** start Page extract **
Café Komekuuto near Misawa has all the rice Japan offers
Rice. It’s what’s for dinner … and breakfast … and lunch.
In the Land of the Rising Sun, rice is now as it was in the beginning and shall ever be – the most important food.
Although more and more Japanese eat bread or noodles, most still cannot live without rice. Warm jewelry-like grains of quality Japanese rice go well with just about any dish.
Being stationed in Japan, there is no way for you to avoid some of the best rice in the world.
If you happen to be on Misawa AB, popular rice café, KOMEKUUTO, offers you a chance to sample all the best rice Japan has to offer.
“KOMEKUUTO is a place where you can enjoy tasty Japanese rice to your heart’s content,” says the owner, Atsuko Kawamura.
With anywhere from 12 to 15 different rice brands from all over the nation in stock at any time, visitors can literally get a taste of Japan.
Think all rice is rice? No! Each type of rice has a particular taste and texture. Koshihikari, from Niigata Prefecture, has a chewy texture and sweet aroma, while Tsuyahime, from Yamagata Prefecture, is shiny and fragrant, and Yumepirika, from Hokkaido Prefecture, is blessed with tender and sticky texture.
** end Page extract **
Rewrite everything in the rice café article from "In the Land" down to "taste of Japan.", substituting "Japan" for "Land of the Rising Sun". Rely only on the rice café article to complete this work.
** start Extracted information **
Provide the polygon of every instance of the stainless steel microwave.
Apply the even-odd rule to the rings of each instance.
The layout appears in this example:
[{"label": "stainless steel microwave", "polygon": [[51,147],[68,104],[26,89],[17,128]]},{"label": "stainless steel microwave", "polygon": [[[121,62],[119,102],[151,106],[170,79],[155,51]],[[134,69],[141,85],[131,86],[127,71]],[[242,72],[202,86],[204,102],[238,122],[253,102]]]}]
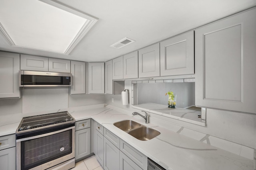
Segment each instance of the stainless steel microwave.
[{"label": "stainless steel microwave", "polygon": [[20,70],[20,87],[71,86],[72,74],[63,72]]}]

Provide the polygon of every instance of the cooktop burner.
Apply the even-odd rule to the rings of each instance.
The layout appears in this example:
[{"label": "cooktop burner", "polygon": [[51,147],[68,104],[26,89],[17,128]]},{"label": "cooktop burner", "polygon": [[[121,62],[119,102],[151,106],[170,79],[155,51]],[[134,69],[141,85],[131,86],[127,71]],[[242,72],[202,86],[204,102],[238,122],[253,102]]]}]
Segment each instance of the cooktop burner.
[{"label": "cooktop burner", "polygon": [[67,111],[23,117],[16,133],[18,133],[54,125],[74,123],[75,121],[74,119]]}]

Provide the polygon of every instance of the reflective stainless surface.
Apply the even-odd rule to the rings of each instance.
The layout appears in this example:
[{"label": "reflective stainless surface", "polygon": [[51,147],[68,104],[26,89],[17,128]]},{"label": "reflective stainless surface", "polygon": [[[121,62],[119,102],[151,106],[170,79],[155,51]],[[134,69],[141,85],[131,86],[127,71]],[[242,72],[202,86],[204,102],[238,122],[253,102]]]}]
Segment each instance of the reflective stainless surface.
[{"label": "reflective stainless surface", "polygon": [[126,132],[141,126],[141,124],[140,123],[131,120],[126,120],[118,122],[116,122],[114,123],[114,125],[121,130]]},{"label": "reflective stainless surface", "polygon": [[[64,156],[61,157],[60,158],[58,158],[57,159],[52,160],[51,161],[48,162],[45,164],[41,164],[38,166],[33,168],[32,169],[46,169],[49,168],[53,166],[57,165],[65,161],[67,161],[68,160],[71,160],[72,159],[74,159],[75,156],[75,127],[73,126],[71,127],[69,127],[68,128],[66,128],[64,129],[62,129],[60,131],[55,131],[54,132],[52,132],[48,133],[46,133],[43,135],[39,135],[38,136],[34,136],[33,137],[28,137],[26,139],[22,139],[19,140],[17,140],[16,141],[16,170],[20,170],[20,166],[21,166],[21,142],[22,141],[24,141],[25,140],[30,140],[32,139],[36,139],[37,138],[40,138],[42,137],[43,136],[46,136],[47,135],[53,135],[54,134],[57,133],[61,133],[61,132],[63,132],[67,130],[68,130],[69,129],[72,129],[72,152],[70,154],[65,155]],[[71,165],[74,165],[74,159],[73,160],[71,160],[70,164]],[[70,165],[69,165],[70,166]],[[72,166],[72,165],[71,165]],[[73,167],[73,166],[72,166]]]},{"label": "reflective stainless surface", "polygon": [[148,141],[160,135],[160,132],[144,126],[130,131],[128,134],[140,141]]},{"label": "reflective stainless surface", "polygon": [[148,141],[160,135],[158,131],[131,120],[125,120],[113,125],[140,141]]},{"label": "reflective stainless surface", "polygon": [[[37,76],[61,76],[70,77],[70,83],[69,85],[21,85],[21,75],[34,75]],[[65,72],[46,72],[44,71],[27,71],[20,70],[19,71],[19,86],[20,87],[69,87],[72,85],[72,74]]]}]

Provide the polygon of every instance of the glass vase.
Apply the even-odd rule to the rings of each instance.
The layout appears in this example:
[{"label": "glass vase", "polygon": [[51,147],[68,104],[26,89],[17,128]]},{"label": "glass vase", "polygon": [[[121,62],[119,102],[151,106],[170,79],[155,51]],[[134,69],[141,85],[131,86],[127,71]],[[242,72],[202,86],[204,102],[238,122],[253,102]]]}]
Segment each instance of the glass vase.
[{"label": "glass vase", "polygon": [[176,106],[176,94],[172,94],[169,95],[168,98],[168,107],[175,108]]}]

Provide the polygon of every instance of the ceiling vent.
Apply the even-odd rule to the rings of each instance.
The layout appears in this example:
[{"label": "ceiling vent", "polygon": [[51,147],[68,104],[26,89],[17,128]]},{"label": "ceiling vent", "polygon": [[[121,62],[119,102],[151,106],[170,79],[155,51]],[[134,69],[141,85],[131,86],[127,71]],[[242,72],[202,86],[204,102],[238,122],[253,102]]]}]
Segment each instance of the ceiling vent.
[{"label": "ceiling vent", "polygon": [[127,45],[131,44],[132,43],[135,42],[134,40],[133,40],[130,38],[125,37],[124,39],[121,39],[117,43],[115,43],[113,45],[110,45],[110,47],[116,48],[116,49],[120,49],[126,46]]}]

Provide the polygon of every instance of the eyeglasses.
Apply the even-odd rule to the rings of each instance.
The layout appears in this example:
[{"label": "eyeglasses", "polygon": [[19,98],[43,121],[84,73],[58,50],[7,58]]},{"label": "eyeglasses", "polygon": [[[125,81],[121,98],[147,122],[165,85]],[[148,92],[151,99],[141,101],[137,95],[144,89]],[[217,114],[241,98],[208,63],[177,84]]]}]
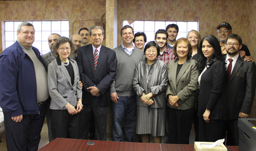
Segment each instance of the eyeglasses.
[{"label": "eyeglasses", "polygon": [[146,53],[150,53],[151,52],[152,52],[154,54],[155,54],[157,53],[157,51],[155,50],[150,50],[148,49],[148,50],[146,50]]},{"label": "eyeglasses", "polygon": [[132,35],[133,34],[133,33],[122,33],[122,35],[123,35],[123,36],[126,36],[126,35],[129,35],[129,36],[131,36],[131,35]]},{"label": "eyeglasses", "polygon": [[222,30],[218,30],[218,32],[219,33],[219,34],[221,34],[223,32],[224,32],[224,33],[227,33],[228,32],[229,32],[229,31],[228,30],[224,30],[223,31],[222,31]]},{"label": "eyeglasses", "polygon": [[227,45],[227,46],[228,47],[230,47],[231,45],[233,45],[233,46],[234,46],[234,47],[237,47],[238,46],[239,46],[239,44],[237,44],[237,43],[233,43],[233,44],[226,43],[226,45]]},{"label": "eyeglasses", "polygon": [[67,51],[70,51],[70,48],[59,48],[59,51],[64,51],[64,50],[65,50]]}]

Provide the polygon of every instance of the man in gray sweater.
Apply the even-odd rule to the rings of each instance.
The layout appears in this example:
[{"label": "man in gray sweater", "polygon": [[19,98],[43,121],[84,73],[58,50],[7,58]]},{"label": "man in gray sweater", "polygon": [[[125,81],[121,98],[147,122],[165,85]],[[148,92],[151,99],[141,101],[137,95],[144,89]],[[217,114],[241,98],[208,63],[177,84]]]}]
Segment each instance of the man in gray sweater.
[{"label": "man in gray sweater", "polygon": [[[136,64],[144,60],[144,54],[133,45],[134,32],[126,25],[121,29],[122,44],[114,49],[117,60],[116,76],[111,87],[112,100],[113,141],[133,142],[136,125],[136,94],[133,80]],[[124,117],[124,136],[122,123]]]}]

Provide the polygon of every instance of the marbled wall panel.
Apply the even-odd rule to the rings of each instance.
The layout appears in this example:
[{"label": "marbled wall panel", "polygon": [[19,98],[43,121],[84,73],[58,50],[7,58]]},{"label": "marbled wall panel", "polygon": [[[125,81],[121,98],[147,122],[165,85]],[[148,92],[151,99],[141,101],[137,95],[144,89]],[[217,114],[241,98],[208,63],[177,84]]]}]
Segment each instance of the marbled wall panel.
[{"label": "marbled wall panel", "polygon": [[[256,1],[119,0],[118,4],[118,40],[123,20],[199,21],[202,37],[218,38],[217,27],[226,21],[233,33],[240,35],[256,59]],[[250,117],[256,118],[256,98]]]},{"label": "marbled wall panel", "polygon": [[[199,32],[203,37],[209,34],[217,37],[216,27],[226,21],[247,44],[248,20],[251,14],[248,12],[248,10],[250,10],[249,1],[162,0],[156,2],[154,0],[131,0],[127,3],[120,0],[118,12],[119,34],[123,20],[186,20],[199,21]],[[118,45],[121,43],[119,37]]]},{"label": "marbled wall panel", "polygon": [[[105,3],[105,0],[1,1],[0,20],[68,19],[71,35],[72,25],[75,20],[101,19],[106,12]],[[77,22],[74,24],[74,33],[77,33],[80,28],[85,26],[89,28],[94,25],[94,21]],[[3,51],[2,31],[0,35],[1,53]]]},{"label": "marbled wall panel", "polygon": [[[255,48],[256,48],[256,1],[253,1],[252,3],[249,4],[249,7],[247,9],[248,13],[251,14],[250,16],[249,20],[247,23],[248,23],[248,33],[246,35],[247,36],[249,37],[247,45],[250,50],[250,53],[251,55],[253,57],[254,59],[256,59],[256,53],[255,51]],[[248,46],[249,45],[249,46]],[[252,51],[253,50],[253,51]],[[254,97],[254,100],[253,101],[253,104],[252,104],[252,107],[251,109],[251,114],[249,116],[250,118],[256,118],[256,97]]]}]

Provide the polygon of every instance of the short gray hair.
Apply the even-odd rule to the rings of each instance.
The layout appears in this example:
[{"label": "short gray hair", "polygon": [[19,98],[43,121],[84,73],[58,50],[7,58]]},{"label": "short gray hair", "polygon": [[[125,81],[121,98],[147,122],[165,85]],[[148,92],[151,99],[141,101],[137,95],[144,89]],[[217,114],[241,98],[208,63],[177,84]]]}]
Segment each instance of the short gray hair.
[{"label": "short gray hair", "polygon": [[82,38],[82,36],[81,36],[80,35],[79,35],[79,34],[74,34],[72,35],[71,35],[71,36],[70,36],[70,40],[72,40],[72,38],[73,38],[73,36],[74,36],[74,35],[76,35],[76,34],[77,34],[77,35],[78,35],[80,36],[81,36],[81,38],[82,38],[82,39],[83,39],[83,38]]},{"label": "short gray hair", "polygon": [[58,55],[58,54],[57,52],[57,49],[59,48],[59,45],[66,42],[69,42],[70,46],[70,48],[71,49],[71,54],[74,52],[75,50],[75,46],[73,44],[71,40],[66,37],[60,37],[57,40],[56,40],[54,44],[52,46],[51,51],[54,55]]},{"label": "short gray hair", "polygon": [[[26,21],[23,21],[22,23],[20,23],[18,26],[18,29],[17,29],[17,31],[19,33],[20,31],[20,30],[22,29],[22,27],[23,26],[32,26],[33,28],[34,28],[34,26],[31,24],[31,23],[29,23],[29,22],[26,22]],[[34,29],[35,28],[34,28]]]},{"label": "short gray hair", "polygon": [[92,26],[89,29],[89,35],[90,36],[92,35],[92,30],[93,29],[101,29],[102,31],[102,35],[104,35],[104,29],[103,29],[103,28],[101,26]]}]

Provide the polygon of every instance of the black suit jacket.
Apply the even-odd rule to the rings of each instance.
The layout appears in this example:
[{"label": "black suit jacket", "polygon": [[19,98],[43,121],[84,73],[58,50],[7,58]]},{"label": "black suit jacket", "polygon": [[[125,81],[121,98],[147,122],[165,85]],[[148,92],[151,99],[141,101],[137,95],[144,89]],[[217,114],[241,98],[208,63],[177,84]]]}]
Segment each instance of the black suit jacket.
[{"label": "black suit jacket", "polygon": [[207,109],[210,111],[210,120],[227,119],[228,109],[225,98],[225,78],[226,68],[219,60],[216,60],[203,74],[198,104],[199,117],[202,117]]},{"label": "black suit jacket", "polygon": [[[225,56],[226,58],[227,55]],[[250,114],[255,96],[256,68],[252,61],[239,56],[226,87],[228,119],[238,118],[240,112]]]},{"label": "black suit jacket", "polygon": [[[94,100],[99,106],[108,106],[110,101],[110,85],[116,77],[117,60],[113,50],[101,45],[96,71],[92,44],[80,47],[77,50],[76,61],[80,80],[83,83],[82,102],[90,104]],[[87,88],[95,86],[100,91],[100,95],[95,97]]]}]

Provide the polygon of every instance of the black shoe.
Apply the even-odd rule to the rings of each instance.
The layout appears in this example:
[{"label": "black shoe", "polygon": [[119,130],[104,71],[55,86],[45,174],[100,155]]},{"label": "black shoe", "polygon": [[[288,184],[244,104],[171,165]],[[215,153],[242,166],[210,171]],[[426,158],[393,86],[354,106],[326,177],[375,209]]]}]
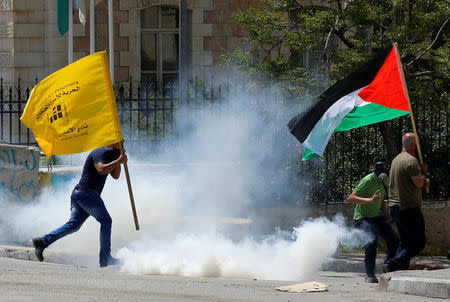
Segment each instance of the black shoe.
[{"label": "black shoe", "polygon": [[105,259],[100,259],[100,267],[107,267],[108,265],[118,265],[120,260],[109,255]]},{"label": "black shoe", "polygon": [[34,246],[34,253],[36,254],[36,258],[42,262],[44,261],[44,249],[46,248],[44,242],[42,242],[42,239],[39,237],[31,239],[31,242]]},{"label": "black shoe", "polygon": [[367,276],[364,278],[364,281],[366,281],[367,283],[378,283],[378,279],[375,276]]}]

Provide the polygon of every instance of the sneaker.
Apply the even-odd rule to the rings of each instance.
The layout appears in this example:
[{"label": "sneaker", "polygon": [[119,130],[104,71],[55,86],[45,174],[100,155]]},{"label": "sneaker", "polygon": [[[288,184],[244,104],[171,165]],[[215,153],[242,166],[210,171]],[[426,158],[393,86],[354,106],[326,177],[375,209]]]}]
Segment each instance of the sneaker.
** end Extracted information **
Answer below:
In the Japan, rice is now as it was in the beginning and shall ever be – the most important food.
Although more and more Japanese eat bread or noodles, most still cannot live without rice. Warm jewelry-like grains of quality Japanese rice go well with just about any dish.
Being stationed in Japan, there is no way for you to avoid some of the best rice in the world.
If you happen to be on Misawa AB, popular rice café, KOMEKUUTO, offers you a chance to sample all the best rice Japan has to offer.
“KOMEKUUTO is a place where you can enjoy tasty Japanese rice to your heart’s content,” says the owner, Atsuko Kawamura.
With anywhere from 12 to 15 different rice brands from all over the nation in stock at any time, visitors can literally get a taste of Japan.